──────── SOURCE RECORDS ────────

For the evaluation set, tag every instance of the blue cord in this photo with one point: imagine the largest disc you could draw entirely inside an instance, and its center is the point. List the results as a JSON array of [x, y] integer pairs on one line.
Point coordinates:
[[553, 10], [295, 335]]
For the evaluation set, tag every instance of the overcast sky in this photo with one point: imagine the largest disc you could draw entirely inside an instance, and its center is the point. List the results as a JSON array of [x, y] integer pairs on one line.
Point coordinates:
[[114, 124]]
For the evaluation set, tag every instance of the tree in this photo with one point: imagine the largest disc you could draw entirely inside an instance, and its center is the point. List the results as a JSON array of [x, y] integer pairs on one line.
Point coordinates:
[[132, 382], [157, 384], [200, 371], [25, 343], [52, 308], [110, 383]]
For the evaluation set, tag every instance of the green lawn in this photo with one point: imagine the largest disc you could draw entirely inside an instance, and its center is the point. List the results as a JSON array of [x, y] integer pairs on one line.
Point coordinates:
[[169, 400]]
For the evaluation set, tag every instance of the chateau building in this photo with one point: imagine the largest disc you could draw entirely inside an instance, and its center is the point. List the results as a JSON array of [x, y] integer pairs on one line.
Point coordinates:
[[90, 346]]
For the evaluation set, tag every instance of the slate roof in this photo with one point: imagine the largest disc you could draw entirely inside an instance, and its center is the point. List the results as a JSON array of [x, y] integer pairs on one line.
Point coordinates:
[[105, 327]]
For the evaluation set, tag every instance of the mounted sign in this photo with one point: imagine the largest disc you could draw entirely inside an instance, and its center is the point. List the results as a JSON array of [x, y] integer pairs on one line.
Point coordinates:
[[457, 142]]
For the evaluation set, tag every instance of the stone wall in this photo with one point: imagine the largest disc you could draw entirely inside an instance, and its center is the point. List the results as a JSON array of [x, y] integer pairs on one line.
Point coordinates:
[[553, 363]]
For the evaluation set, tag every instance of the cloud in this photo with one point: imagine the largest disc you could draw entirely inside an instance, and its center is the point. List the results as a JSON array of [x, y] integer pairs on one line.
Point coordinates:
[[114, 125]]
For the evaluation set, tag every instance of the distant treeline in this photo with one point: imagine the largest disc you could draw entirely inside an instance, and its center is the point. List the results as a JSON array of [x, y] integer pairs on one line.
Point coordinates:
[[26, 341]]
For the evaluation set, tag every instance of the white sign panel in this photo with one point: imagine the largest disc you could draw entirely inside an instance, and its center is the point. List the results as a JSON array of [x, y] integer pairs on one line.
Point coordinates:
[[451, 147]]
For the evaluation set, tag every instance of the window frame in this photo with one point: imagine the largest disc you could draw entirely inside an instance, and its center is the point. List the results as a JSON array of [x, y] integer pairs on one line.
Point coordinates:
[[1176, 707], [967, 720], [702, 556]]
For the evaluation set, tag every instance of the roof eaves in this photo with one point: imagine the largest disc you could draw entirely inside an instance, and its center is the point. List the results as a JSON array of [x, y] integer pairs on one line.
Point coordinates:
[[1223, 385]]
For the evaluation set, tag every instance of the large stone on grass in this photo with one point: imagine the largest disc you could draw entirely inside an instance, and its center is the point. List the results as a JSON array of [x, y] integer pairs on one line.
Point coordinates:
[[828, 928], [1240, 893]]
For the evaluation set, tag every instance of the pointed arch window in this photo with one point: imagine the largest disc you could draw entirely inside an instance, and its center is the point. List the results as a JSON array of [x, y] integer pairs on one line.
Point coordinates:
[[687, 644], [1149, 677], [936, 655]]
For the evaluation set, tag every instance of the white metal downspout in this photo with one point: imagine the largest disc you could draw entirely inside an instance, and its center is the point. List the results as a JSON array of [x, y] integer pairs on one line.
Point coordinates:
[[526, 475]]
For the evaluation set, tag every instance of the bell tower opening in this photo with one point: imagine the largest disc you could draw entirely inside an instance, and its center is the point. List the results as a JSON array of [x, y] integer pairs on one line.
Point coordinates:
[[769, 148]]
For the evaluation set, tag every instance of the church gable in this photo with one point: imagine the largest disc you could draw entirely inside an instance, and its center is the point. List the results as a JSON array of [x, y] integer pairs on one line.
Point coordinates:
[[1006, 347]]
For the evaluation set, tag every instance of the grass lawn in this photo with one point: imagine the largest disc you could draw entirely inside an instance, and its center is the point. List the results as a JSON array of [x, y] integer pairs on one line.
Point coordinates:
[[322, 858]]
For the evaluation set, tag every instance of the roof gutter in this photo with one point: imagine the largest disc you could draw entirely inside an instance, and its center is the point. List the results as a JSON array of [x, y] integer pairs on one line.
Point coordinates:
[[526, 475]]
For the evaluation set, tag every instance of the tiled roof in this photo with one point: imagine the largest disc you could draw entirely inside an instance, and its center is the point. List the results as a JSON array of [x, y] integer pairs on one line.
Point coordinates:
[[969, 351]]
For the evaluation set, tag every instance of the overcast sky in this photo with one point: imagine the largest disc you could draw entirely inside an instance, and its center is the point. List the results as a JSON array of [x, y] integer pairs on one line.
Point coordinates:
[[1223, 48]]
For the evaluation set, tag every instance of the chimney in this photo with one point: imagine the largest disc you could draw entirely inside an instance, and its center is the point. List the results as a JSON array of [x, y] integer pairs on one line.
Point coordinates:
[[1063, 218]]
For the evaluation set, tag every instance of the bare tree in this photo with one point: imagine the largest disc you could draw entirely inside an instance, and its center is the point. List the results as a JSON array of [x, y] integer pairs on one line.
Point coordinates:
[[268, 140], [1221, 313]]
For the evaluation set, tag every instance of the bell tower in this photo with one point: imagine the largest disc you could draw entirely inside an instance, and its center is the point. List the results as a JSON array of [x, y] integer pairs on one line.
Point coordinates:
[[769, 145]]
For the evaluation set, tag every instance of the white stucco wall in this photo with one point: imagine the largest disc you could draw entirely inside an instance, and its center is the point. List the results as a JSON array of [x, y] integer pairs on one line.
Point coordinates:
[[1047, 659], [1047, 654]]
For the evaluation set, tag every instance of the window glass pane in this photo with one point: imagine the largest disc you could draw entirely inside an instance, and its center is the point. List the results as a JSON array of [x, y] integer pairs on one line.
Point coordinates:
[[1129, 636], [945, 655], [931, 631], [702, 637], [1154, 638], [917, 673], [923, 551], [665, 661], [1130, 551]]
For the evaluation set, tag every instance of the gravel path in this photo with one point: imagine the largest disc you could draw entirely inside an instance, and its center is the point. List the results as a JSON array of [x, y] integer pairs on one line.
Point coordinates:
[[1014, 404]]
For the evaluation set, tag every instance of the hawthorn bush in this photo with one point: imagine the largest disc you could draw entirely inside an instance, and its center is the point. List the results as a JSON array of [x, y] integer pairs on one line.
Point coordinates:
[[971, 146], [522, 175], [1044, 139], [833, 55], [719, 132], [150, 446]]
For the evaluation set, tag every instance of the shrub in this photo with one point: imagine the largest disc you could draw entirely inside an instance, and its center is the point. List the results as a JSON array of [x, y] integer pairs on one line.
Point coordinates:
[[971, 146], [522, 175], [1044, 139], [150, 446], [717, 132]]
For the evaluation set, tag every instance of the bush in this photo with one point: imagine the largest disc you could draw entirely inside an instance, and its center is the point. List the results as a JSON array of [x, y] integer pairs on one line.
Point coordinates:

────────

Rewrite the material above as a two-column CSV with the columns request and points, one row for each. Cover everything from the line that contains "For the evaluation set, tag every instance of the white metal" down to the line that contains "[[322, 858]]", put the text and the answer each in one quoted field, and change line breaks to spaces.

request,points
"For the evaluation set, tag every instance of the white metal downspout in this photo with one point: imagine the largest disc you could draw entirely inside an instance, and its center is the point. List the results as a JSON array of [x, y] integer pairs on one line. Point coordinates:","[[526, 475]]"
"For the evaluation set, tag every instance of the bell tower opening in this photo with one point: imagine the largest disc you could draw entirely inside an instance, and its center is the point. List the results as a JSON array of [x, y] integer pairs on one line. Point coordinates:","[[769, 148]]"
"For the evaluation set, tag every instance of the church gable in this photo with one point: imagine the largest disc you could draw entirely inside an instance, and its center is the point. List the results as a JSON array of [x, y] integer pairs on one line. Point coordinates:","[[1006, 347]]"
"For the evaluation set, tag every instance of the grass lawn in this photo with one point: imagine the largest disc you could draw entirely inside an instance, and its center is the point. List the results as a JSON array of [x, y] integer pairs on one line. Point coordinates:","[[322, 858]]"